- BRONFRAGMENT:
Is dat de normale praktijk bij electroVoice of zitten er namaak spullen in mijn box?

Groetjes,
Paul

----------


## MusicSupport

> Hallo,
> 
> bij het uit mekaar halen van een ElectroVoice sx300 merk ik dat er geen EV label op de componenten hangt. Er is enkel een soort serienummer op het metaal van de drivers gedrukt. iets van 8030909593 (Tweeter) en 81230269848 (12 inch).
> 
> Is dat de normale praktijk bij electroVoice of zitten er namaak spullen in mijn box?
> 
> Groetjes,
> Paul



Hoi Paul

Ik kan hier uit opmaken dat je de Sx300's dus hebt gekocht. En als antwoord op je vraag:

1. Een foto doet wonderen.
2. Dat is normaal maar een foto zou uitsluitsel geven.

----------


## frederic

> Hallo,
> 
> bij het uit mekaar halen van een ElectroVoice sx300 merk ik dat er geen EV label op de componenten hangt. Er is enkel een soort serienummer op het metaal van de drivers gedrukt. iets van 8030909593 (Tweeter) en 81230269848 (12 inch).

- GEGEVEN OPDRACHT A:
Beantwoord deze vragen over het forumfragment:
(i) Met welke naam is de vraag ondertekend?
(ii) Welk nummer staat op het metaal van de tweeter gedrukt?
(iii) Wat zou volgens MusicSupport uitsluitsel geven?

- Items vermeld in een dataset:
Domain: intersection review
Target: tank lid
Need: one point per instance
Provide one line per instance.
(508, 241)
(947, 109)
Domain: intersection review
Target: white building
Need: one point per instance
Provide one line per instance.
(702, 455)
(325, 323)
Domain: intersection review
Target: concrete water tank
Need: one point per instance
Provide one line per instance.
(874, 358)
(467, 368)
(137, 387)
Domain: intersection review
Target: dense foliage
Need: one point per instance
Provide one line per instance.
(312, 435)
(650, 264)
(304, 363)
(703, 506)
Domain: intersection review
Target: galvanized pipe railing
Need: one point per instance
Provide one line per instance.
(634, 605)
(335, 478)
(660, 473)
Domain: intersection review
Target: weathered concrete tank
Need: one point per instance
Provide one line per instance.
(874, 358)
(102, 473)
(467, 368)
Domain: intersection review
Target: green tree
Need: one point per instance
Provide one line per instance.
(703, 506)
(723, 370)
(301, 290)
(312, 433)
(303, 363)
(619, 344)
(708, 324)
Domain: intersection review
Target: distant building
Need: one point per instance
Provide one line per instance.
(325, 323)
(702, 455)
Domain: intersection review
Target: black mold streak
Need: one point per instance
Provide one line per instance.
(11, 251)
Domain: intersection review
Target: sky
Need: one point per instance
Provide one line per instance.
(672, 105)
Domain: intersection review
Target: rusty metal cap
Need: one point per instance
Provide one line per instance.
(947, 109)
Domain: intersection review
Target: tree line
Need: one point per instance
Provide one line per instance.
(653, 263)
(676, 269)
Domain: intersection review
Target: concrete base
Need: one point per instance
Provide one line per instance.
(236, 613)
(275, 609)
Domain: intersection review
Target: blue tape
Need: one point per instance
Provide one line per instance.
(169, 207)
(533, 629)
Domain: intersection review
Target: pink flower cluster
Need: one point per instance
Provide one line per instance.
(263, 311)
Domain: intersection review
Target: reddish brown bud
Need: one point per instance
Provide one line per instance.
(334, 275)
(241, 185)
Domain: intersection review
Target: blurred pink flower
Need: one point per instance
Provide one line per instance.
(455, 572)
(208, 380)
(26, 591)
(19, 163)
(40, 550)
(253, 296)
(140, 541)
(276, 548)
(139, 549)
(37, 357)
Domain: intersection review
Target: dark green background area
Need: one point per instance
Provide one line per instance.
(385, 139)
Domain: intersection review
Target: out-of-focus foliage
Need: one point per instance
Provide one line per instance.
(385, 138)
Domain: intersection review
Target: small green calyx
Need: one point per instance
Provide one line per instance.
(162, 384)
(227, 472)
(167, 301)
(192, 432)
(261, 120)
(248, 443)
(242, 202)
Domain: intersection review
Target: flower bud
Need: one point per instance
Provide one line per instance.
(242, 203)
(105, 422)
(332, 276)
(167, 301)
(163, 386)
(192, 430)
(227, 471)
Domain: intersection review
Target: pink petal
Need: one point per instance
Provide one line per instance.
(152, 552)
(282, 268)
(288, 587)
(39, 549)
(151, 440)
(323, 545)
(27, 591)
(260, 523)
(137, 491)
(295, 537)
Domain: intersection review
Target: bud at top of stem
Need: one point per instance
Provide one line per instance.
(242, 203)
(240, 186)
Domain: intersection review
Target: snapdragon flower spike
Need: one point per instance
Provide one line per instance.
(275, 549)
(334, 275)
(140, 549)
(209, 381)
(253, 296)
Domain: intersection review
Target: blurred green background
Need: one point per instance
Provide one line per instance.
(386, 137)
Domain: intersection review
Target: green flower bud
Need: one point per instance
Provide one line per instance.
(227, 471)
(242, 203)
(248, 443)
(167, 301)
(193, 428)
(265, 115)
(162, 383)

- GEGEVEN OPDRACHT B:
Tel in de rijen hoeveel regels de string "building" bevatten, waarbij hoofdletters en kleine letters verschillen. Geef alleen het aantal.

- VOLLEDIG ANTWOORD A:
(i) Paul
(ii) 8030909593
(iii) Een foto

- VOLLEDIG ANTWOORD B:
2